Position identification records:
>> start

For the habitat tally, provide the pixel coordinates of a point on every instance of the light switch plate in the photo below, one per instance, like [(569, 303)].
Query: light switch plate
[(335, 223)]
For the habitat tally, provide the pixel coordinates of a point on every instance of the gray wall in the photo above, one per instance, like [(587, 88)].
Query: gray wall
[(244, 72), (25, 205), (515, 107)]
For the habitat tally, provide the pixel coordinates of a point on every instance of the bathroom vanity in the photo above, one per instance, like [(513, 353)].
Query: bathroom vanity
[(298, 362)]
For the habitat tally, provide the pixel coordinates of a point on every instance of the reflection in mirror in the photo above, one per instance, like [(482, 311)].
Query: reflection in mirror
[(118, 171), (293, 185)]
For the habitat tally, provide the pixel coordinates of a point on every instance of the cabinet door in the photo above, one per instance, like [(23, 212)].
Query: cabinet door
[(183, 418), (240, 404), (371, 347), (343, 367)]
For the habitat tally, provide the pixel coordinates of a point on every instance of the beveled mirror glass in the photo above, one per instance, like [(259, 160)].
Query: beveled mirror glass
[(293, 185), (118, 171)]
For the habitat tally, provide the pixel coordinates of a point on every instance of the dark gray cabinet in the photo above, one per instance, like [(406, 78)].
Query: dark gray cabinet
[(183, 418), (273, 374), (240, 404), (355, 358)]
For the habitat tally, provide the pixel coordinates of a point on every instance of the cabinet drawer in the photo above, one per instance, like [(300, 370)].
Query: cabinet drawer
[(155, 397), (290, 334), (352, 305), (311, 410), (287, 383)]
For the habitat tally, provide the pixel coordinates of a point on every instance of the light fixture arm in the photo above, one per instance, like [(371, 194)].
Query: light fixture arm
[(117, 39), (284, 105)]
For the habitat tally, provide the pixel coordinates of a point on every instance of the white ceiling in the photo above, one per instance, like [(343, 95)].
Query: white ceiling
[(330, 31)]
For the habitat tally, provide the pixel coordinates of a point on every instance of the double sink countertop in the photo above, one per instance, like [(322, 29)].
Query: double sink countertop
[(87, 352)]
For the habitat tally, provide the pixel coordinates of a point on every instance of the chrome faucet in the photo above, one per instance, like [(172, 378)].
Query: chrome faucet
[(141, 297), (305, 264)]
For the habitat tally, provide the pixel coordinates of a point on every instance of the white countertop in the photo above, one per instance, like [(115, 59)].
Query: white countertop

>> end

Quote the whole listing above word for word, from its first line through its last.

For the habitat tally, provide the pixel coordinates of a point on every instance of the light switch plate in the photo below, one per instance, like [(569, 303)].
Query: light switch plate
[(335, 223)]
For the habitat tally, provide the pixel coordinates of a point on every instance of the gray wall in the photo above, one per instance, like [(587, 88)].
Query: gray wall
[(244, 72), (25, 205), (515, 107)]
For the habitat tally, provide the pixel coordinates of a point on every instance of the bathroom vanity in the photo above, one per instance, like [(513, 353)].
Query: bathroom vanity
[(298, 362)]
For the habitat tally, provide the pixel coordinates of a point on every instance of the reflection in mirror in the photo above, one per instance, like [(482, 311)].
Query: reflection in mirror
[(118, 171), (293, 185)]
For the habitat tally, provide the pixel coordinates of a point on every instance of the cabinet door in the photo above, one per instance, like [(23, 212)].
Query: cabinet door
[(183, 418), (240, 404), (371, 347), (343, 367)]
For the habitat tally, provide the pixel coordinates of a point on every instance of the beveled mirror glass in the photo above, one per instance, like [(259, 160)].
Query: beveled mirror glass
[(293, 185), (118, 171)]
For the habitat tally, provide the pixel coordinates of a point on every instance of the dark gray cabinet in the photo above, one per instance, like [(406, 78)].
Query: dark gray cabinet
[(183, 418), (273, 374), (240, 404), (355, 358)]
For the habitat tally, provide the pixel coordinates of a point on every instance of the cabinet drawer in the photo above, one per instance, like [(300, 370)].
Query: cabinet drawer
[(155, 397), (290, 334), (352, 305), (311, 410), (287, 383)]
For the habitat tally, provide the pixel coordinates of a point on every instance of the light fixture arm in the photo above, one per instance, like [(371, 194)].
Query: light fixture arm
[(117, 39), (284, 105)]
For the habitat tally, provide the pixel coordinates of a point on every instance of the white ceiling in the photo above, one per instance, like [(343, 95)].
Query: white ceiling
[(330, 31)]
For the habitat tally, provide the pixel coordinates of a point on every instance of the double sink countertop in the photo above, one per instance, like [(322, 29)].
Query: double sink countertop
[(87, 352)]
For the habitat tally, provide the pixel coordinates of a point on every instance of the chrome faucet in the photo above, one per instance, like [(172, 378)].
Query: chrome faucet
[(141, 297), (305, 264)]
For the habitat tally, provide the pixel coordinates of a point on every instance of the white countertop in the photo above, one per instance, like [(115, 59)].
Query: white countertop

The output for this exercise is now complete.